• EXERCISE PROMPT
Rewrite the material below with "police car" replaced by "patrol car" everywhere it appears, keeping everything else unchanged.

• DATA FOR THIS TASK
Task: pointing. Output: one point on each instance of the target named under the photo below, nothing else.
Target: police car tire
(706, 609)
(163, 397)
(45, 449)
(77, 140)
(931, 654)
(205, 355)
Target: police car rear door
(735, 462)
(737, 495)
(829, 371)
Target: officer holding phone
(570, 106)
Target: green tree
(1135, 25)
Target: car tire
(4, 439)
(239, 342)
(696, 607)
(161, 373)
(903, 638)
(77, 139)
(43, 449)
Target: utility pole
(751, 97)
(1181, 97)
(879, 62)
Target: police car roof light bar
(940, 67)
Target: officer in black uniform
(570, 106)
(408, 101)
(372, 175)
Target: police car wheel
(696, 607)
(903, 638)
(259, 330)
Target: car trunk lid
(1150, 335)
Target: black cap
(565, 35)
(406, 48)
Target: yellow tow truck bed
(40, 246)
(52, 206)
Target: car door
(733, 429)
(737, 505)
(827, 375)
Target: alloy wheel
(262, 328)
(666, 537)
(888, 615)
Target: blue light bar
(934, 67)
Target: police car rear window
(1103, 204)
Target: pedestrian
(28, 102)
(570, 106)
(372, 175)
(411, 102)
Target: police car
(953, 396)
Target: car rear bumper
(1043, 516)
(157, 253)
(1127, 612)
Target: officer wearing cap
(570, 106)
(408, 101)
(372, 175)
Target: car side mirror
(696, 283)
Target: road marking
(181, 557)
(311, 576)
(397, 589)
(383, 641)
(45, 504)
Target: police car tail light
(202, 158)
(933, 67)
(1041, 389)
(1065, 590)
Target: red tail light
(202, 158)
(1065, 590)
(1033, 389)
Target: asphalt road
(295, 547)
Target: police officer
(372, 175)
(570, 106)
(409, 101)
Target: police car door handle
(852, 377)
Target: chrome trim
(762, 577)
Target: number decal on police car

• WRITTEN RESPONSE
Task: pointing. Output: one point on each instance of the target named under the photo below, nothing else.
Target: patrol car tire
(706, 609)
(163, 397)
(45, 449)
(77, 140)
(931, 654)
(205, 355)
Target: patrol car rear door
(735, 462)
(737, 495)
(829, 371)
Target: officer holding phone
(570, 106)
Target: green tree
(1135, 25)
Target: car tire
(4, 439)
(239, 342)
(696, 607)
(161, 373)
(903, 638)
(77, 139)
(43, 449)
Target: utility pole
(751, 97)
(1181, 97)
(879, 62)
Target: patrol car roof light bar
(940, 67)
Target: officer in black uniform
(570, 106)
(408, 101)
(372, 175)
Target: patrol car wheel
(696, 607)
(903, 638)
(259, 330)
Target: car trunk lid
(1150, 335)
Target: black cap
(565, 35)
(406, 48)
Target: yellow tow truck bed
(40, 246)
(52, 206)
Target: car door
(733, 429)
(737, 505)
(827, 375)
Target: alloy wheel
(262, 328)
(666, 537)
(888, 615)
Target: blue light bar
(934, 67)
Target: patrol car rear window
(1103, 204)
Target: pedestrian
(28, 102)
(570, 106)
(372, 175)
(411, 102)
Target: patrol car
(953, 396)
Target: car rear bumper
(1043, 516)
(157, 253)
(1127, 612)
Target: officer wearing cap
(570, 106)
(408, 101)
(372, 175)
Target: car side mirror
(696, 283)
Target: road marking
(181, 557)
(311, 576)
(397, 589)
(383, 641)
(45, 504)
Target: patrol car tail light
(202, 158)
(933, 67)
(1041, 389)
(1065, 590)
Target: red tail light
(202, 158)
(1065, 590)
(1033, 389)
Target: asphalt road
(295, 547)
Target: police officer
(372, 175)
(570, 106)
(409, 101)
Target: patrol car door handle
(852, 377)
Target: chrome trim
(762, 577)
Target: number decal on patrol car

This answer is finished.